[[ STORED DATA, beginning ]]
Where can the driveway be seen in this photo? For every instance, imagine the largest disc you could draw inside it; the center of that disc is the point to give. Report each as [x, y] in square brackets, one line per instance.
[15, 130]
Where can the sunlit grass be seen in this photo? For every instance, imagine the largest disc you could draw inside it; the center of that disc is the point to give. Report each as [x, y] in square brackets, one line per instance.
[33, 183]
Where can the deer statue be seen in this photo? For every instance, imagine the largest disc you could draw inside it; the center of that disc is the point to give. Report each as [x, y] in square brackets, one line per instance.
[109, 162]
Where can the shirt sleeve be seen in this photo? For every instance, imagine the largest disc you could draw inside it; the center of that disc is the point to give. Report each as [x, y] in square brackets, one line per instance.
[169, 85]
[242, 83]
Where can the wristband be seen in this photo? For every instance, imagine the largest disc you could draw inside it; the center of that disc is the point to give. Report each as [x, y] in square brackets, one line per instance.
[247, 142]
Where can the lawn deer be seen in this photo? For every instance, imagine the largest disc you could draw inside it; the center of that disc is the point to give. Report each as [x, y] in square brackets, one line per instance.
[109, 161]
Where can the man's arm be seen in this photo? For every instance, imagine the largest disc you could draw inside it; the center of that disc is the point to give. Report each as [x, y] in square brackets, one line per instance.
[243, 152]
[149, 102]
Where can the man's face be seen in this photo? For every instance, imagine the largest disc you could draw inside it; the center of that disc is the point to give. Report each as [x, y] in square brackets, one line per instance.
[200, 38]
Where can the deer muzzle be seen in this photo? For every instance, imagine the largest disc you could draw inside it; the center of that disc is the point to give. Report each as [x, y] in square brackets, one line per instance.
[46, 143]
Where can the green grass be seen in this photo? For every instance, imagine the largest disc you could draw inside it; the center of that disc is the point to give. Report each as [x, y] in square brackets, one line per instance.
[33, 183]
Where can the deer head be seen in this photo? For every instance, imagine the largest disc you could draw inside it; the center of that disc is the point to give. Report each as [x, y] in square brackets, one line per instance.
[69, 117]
[[ STORED DATA, end ]]
→ **TASK TO COMPLETE**: Transcribe each line above exactly; skip none.

→ **TASK RESPONSE**:
Where can the driveway be seen in this photo? For every instance, imagine the largest disc you could draw inside it; the center of that disc is the point to give. Report each as [x, y] in square brackets, one line per instance.
[15, 130]
Where can the sunlit grass be seen in this photo? For every instance, imagine the largest disc you could draw inside it; the center of that disc is the point to give. Report each as [x, y] in square brackets, one line per instance.
[33, 183]
Where can the deer statue be seen in this photo? For every instance, imagine the largest disc you could draw inside it; the center of that disc is the point to give. Report each as [x, y] in square brackets, one line per instance.
[109, 162]
Where can the shirt sleeve be seen in this photo? For every instance, imagine the largest disc you could draw inside it; the center of that disc is the point to give. Report each as [x, y] in square brackets, one line per instance.
[169, 85]
[242, 83]
Where can the wristband be seen in this photo? For every instance, imagine the largest disc you could draw inside it; the center of that disc is the point to give. Report each as [x, y] in square brackets, one line per instance.
[247, 142]
Where can the lawn deer be seen in this photo? For every instance, imagine the largest disc you could draw inside it; the center of that disc is the point to give. Report each as [x, y] in square brackets, one line per instance.
[109, 161]
Where can the man's arm be seen in this photo? For every instance, imagine the largest disc you could draw inside it; the center of that disc is the point to give. Report each as [x, y] in square brackets, one line per instance.
[243, 152]
[149, 102]
Where can the man's face be seen in this photo? For every instance, imagine the largest disc you could draw inside it; the center of that disc is the point to give. Report each as [x, y] in square brackets, one line per instance.
[200, 38]
Where can the deer muzzle be seen in this photo? For every instance, imagine the largest disc you could draw inside it; the center of that disc is the point to give. Report each as [x, y] in square brackets, one line per instance.
[46, 143]
Where can the green grass be seen in this photo? For every instance, imagine the largest disc you could draw inside it; the center of that disc is the point to give. Report each as [x, y] in square brackets, one line per instance.
[33, 183]
Where can the deer head be seen in this photo? For every instance, imagine the largest disc you could draw inside it; the center of that disc is the point to give. Report each as [x, y] in square brackets, one line per instance.
[69, 117]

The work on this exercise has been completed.